▶ Work required
Count the lines in the records below that contain the word "reflected", with case counting, and give only the number.

*** Records shown

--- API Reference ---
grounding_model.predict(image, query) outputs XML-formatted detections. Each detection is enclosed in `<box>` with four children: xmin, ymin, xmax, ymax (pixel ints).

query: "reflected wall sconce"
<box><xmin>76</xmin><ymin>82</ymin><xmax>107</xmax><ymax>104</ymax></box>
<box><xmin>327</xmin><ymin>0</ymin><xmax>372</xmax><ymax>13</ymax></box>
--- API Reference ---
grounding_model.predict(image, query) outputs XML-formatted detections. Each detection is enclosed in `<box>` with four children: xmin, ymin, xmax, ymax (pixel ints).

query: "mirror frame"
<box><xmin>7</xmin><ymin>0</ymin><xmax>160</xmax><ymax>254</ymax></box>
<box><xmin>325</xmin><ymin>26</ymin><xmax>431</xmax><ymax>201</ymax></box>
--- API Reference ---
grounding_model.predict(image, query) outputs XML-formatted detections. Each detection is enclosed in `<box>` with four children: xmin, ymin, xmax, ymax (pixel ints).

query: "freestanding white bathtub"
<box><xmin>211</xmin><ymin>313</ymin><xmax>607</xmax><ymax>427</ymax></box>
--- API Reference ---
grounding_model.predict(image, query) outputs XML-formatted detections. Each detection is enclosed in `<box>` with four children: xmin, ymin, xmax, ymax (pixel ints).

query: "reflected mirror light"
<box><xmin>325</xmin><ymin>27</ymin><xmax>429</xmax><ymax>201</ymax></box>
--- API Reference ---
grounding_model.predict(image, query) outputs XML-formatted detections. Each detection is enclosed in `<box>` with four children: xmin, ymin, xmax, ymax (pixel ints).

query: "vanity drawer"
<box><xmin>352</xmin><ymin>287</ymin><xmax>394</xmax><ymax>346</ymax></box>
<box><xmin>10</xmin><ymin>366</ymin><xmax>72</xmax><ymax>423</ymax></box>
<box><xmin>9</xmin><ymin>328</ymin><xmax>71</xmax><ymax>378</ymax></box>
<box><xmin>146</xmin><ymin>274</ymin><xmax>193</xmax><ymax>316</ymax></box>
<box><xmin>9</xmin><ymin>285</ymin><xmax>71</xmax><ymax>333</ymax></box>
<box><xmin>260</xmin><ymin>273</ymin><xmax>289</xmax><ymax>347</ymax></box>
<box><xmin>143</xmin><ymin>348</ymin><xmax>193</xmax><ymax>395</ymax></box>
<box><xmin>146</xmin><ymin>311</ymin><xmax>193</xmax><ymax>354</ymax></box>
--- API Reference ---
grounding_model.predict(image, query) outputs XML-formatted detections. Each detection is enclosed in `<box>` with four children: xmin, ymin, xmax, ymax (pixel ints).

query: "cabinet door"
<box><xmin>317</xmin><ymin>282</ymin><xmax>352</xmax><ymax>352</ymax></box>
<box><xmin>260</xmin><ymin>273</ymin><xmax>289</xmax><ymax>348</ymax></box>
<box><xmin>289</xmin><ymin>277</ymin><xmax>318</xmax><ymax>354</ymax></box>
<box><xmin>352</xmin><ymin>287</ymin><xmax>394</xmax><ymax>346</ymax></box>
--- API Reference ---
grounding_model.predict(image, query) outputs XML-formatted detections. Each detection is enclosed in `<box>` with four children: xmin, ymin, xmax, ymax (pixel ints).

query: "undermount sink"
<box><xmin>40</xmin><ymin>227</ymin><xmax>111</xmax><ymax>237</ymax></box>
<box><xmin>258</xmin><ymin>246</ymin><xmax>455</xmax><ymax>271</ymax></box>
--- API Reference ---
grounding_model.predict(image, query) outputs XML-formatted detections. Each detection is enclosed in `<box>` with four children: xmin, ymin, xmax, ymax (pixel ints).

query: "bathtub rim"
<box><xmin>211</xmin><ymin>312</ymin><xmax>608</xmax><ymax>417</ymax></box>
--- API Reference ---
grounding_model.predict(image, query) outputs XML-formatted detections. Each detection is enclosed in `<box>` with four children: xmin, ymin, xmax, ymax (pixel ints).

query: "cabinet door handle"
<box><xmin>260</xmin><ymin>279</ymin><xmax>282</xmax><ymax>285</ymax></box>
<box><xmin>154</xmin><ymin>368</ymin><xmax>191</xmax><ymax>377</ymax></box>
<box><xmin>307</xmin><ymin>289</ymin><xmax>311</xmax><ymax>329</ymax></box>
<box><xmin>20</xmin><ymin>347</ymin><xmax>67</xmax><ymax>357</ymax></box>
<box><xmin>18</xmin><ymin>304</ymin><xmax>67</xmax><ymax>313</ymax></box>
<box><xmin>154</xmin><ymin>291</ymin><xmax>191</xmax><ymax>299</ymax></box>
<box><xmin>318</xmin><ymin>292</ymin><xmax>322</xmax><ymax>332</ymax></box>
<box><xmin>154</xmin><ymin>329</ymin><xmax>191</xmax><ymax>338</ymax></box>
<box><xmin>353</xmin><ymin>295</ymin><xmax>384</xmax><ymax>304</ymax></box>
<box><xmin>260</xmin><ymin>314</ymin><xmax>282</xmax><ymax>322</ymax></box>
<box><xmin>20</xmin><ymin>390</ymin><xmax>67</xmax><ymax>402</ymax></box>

******

▶ Exercise result
2